#### [Избранный отрывок]

****************************************

Читаем Конституция свободы полностью

3. В конце XIX века сторонники прогрессивного налогообложения, как правило, подчеркивали, что их цель – только равенство бремени, а не перераспределение доходов; кроме того, они полагали, что эта цель может оправдать только «умеренную» степень прогрессии, а «чрезмерное» ее использование (как во Флоренции XV века, где ставки доходили до 50%) следует, разумеется, признать недопустимым. Хотя все попытки предложить объективный критерий для приемлемой величины прогрессии успеха не дали и хотя возражение, что если сам принцип будет принят, можно будет с одинаковым успехом обосновать любое повышение степени прогрессивности налога, осталось без ответа, дискуссия полностью переместилась в контекст обсуждения идеальных ставок, влияние которых на распределение дохода будет пренебрежимо мало. Утверждение, что ставки не удержатся в этих границах, считалось злонамеренным искажением аргументации, демонстрирующим предосудительное отсутствие веры в мудрость демократического правления.

Именно в Германии, тогдашнем лидере «социальных реформ», сторонники прогрессивного налогообложения сломили сопротивление оппонентов, и это положило начало его современному развитию. В 1891 году Пруссия ввела прогрессивный подоходный налог с диапазоном ставок от 0,67 до 4%. Тщетно Рудольф фон Гнейст, почтенный лидер движения за Rechtsstaat, недавно достигшего своей цели, протестовал в ландтаге, говоря, что это означает отказ от фундаментального принципа равенства перед законом, «от самого священного принципа равенства», единственного барьера, защищающего от посягательств на собственность[738]. Сама незначительность налогового бремени, создаваемого в соответствии с новым подходом, сделала все попытки противостоять ему на принципиальной основе неэффективными.

****************************************

#### [Фрагмент источника]
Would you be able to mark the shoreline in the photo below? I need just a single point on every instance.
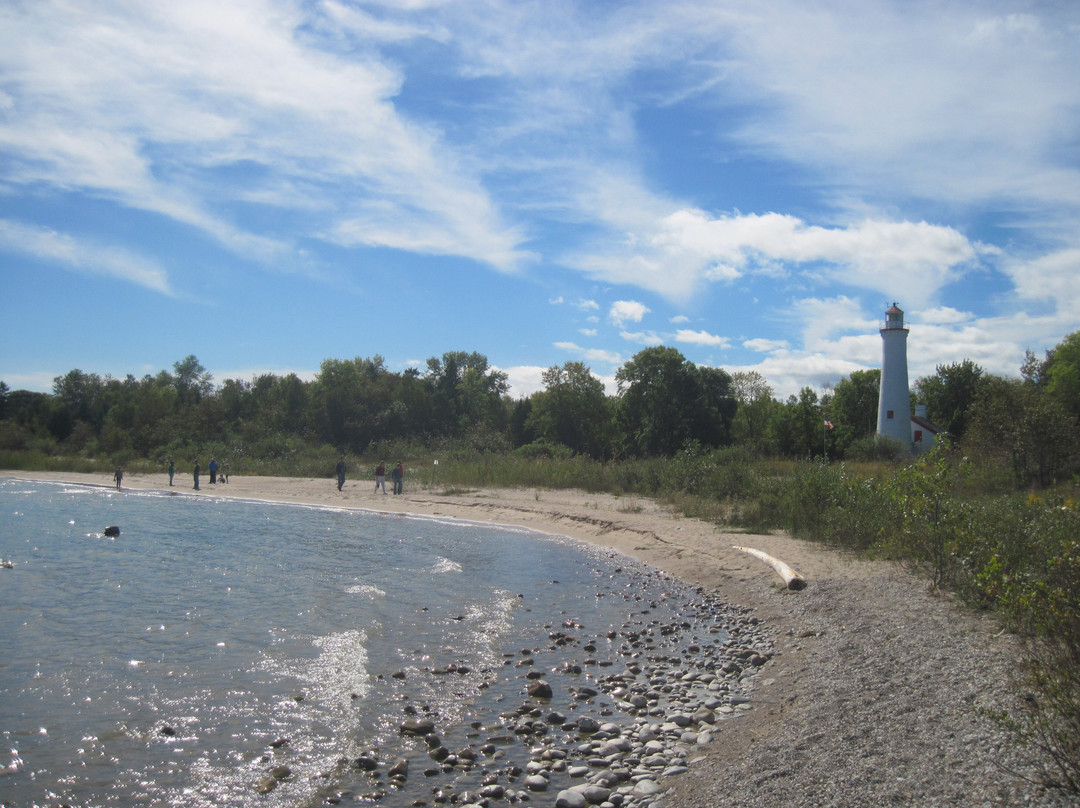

****************************************

#### [Задачи для решения]
A) В каком году, согласно отрывку о прогрессивном налоге, Пруссия ввела прогрессивный подоходный налог?
B) Дословно выпишите из отрывка о прогрессивном налоге часть от слов «Именно в Германии, тогдашнем» до слов «принципиальной основе неэффективными.».

#### [Ответы к заданиям]
A) В 1891 году.

B)
Именно в Германии, тогдашнем лидере «социальных реформ», сторонники прогрессивного налогообложения сломили сопротивление оппонентов, и это положило начало его современному развитию. В 1891 году Пруссия ввела прогрессивный подоходный налог с диапазоном ставок от 0,67 до 4%. Тщетно Рудольф фон Гнейст, почтенный лидер движения за Rechtsstaat, недавно достигшего своей цели, протестовал в ландтаге, говоря, что это означает отказ от фундаментального принципа равенства перед законом, «от самого священного принципа равенства», единственного барьера, защищающего от посягательств на собственность[738]. Сама незначительность налогового бремени, создаваемого в соответствии с новым подходом, сделала все попытки противостоять ему на принципиальной основе неэффективными.